-------- Excerpted passage

The Women's Gallery

1979 – 2005

The Women's Gallery

1979 – 2005

Theme: Arts and crafts

This essay written by Marian Evans was first published in Women Together: a History of Women's Organisations in New Zealand in 1993. It was updated by Marian Evans in 2019.

The women's art movement of the 1970s reached Wellington through Joanna Margaret Paul, who organised the project 'A season's diaries' in 1977. Paul invited six women living in Christchurch and Wellington – four of whom identified as artists – to join her in keeping a visual diary for a month. These diaries were then exhibited in the Victoria University Library and later elsewhere.

After an unsuccessful attempt to organise a travelling exhibition of Paul's and Allie Eagle's work, three of the contributors decided to establish a women's gallery in Wellington, to be concerned (as 'A season's diaries' was) with women's everyday realities and the expression of these in an art form. They intended to transform the meaning and function of a public gallery and to work at a national level, hoping to bring together women who were working in isolation and wanted a women's context, whether or not they were consciously feminist. They also wanted to welcome as valued contributors women who did not see themselves as artists.

Women's Gallery collective group image

Queen Elizabeth II Arts Council.

----------------

## Task requirements
Continue the essay on the Women's Gallery above from the point where it ends.

-------- Records supplied

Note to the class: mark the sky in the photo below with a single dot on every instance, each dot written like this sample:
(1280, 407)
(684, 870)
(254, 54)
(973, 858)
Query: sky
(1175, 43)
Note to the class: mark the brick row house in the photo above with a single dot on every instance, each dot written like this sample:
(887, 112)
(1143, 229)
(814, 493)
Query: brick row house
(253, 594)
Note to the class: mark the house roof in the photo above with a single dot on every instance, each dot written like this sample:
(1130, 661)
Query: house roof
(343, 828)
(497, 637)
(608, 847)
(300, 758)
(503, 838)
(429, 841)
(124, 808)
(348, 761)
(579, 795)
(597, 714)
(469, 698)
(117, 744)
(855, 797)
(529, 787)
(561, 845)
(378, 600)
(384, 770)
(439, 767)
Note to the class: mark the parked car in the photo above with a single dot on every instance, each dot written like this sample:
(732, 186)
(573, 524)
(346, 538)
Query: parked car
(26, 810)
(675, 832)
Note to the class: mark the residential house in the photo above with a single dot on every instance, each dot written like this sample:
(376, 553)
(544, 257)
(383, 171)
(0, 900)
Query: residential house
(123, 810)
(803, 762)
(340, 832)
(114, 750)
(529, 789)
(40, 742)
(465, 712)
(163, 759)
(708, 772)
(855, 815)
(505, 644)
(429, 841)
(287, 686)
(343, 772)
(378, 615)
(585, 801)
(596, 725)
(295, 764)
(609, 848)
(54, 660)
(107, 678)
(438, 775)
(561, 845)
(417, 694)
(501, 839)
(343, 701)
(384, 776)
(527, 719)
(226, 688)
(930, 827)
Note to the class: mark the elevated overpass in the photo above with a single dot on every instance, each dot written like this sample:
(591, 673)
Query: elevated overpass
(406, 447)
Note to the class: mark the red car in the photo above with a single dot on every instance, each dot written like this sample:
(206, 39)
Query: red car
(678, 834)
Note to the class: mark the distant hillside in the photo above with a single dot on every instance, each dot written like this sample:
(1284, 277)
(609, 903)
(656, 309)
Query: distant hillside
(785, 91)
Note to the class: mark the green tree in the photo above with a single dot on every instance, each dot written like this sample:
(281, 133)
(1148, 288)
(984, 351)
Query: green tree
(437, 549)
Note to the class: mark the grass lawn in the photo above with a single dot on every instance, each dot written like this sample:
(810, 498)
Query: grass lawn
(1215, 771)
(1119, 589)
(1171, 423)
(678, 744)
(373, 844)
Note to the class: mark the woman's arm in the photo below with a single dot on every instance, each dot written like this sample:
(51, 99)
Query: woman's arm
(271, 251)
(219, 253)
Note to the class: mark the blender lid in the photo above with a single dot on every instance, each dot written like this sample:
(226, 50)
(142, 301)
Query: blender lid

----------------

## Exercise result
Women’s Gallery collective, 26 Harris Street, 1981. Back, l-r: Sharon Alston, Louise Genet; front, l-r: Marian Evans, Bridie Lonie, Isaac Leniston, Marg Leniston, Hilary King, Anna Keir.

The Women's Gallery opened in January 1980 below Photoforum at 26 Harris Street, with a show by artists from around the country and an associated programme which involved many local women. During the four years that followed, theme exhibitions and group shows, poetry and story readings, performances, music evenings, parties, film and video showings, school holiday programmes, skills workshops, seminars and regular special interest group meetings provided ongoing interest and opportunities for participation.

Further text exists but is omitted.